++++ READING PASSAGE
Ruben Mesa, MD: Very helpful. Now Angela, as you’re thinking about your patients with ET, so Stephen has walked us through diagnosis, molecular testing, as you try to pivot and think about who you might be starting on therapy and what sorts of things do you assess in terms of risk or what drives you to start someone on therapy for ET?

Angela Fleischman, MD, PhD: That’s a very interesting question and really it depends on the person in terms you had mentioned risk. So when we’re talking about risk in PV [polycythemia vera] and ET, we’re talking about the risk of thrombosis. It makes sense that if they’d had a blood clot in the past, they’re probably the type of person that’s going to be more likely to have a blood clot in the future so that brings them up to a higher risk. We also do know that people with a JAK2 mutation have a higher risk of thrombosis than somebody without a JAK2 mutation. Also, age plays a role in our risk assessment for starting treatment. Other factors—because a lot of my ET patients do happen to be younger people and may not necessarily qualify for a cytoreductive agent simply based on their classic risk factors in terms of thrombosis but are really interested in doing something proactive about their disease or may be very symptomatic from their MPN. So that’s another discussion that I have with the patients in terms of what their goals are for treatment and whether or not to start treatment with something like interferon if they are really wanting to be very proactive.
++++++++
++++ SUPPLIED DATA
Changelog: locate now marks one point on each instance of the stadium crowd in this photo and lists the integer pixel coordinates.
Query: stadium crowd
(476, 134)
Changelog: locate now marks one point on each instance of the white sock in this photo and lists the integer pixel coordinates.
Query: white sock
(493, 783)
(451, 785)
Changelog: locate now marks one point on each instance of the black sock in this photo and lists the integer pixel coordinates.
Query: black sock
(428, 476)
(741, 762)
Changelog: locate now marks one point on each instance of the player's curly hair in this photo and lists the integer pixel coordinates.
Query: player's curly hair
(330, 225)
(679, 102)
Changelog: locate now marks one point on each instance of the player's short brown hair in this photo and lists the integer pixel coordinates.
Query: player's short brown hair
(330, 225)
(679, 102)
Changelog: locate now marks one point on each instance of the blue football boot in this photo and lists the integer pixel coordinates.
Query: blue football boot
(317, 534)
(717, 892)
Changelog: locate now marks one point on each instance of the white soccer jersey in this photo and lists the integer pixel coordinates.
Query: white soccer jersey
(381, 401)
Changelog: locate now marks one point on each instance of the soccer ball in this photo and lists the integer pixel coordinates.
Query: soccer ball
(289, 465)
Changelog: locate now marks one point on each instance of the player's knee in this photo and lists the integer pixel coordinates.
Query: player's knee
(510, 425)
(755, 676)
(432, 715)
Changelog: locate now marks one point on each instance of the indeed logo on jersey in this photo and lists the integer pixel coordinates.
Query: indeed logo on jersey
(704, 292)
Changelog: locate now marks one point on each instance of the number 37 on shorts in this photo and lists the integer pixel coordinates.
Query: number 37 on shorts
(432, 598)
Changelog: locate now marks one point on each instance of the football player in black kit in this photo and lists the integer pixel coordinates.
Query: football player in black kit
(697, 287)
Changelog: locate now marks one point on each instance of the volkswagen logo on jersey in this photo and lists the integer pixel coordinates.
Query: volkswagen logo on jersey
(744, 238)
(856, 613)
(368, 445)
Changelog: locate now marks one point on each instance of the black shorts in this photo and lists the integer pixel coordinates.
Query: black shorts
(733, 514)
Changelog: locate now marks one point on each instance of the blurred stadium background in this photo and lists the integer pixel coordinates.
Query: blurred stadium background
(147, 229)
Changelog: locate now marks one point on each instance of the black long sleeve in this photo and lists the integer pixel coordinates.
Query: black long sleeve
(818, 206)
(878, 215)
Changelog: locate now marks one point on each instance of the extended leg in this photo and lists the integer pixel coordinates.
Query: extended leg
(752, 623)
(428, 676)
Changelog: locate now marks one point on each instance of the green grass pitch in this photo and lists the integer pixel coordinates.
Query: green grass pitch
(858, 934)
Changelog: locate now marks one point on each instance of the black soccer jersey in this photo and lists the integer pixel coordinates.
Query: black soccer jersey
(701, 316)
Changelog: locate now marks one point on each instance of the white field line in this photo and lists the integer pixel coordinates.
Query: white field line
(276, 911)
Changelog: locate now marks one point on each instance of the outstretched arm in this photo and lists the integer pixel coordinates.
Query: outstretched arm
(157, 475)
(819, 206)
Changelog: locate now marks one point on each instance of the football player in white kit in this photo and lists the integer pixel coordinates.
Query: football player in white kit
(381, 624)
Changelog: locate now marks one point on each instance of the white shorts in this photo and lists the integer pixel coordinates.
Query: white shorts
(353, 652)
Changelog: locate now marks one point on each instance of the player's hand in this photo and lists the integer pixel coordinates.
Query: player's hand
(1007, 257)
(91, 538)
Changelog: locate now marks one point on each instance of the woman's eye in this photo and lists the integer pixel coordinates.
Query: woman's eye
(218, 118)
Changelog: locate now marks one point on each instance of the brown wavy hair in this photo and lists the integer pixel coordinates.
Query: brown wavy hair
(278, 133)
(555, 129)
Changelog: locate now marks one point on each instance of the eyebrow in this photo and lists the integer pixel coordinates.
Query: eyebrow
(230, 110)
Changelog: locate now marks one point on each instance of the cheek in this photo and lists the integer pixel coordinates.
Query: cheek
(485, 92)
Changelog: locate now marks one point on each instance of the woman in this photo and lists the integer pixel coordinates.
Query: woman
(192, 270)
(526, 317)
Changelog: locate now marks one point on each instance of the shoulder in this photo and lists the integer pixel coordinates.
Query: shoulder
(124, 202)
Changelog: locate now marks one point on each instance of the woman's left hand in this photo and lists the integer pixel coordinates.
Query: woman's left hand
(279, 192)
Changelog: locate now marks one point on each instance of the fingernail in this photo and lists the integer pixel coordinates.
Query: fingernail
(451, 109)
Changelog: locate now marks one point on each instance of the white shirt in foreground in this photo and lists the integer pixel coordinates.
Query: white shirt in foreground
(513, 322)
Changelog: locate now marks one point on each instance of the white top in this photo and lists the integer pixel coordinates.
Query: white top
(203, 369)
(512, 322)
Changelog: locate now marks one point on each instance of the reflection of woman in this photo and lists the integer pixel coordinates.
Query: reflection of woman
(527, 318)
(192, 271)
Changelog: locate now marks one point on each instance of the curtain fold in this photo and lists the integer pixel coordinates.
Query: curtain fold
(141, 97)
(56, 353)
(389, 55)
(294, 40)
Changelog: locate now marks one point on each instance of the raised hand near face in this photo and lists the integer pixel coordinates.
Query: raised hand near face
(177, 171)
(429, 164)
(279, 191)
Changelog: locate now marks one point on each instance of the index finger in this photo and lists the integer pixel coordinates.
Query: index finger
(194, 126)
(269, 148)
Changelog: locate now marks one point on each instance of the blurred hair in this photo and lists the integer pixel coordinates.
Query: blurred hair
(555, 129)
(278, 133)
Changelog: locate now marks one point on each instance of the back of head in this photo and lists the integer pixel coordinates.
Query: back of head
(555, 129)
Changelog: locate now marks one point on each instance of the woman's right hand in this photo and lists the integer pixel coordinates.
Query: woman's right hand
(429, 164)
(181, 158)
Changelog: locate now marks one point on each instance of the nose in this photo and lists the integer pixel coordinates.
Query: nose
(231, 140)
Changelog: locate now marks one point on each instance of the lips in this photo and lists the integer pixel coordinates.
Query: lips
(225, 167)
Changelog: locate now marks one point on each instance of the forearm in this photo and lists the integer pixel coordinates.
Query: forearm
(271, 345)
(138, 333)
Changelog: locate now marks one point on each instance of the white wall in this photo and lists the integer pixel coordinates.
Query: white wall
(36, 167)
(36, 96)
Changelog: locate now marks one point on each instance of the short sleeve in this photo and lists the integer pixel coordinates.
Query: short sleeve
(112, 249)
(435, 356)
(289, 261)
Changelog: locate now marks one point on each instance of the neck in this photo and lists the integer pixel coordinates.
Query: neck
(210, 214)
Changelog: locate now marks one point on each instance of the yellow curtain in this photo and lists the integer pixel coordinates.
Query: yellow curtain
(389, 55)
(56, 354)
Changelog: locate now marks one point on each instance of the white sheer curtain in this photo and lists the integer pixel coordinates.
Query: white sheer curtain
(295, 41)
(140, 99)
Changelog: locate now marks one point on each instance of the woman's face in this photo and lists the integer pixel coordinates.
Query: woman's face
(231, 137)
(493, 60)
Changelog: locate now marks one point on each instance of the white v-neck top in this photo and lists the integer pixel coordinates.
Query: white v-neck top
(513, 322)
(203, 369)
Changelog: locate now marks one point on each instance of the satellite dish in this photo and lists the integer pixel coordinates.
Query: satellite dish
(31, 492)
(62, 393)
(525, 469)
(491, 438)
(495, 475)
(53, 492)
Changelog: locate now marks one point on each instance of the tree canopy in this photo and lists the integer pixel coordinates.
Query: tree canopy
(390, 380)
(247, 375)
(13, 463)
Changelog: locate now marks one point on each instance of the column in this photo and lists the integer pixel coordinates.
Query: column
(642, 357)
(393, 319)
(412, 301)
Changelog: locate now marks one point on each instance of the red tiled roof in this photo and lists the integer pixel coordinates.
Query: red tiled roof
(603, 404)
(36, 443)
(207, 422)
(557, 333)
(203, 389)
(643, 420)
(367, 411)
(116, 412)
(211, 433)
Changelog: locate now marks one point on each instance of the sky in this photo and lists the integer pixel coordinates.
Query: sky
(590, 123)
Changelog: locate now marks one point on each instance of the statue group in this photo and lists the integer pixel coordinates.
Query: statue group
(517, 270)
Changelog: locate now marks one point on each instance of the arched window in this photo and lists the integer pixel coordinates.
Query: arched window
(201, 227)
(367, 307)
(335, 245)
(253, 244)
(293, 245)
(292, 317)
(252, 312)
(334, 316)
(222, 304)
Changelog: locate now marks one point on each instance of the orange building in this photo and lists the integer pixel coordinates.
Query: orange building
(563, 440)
++++++++
TASKS:
1. Answer these questions using the ET discussion.
(a) When the speaker refers to risk in PV and ET, the risk of what is meant?
(b) Which mutation is linked to a higher risk of thrombosis?
(c) What treatment is named as an option for patients who want to be very proactive?
2. Retype the portion of the ET discussion between "Ruben Mesa, MD: Very" and "therapy for ET?", inclusive.

RESPONSES PER TASK:
1.
(a) Thrombosis
(b) A JAK2 mutation
(c) Interferon

2.
Ruben Mesa, MD: Very helpful. Now Angela, as you’re thinking about your patients with ET, so Stephen has walked us through diagnosis, molecular testing, as you try to pivot and think about who you might be starting on therapy and what sorts of things do you assess in terms of risk or what drives you to start someone on therapy for ET?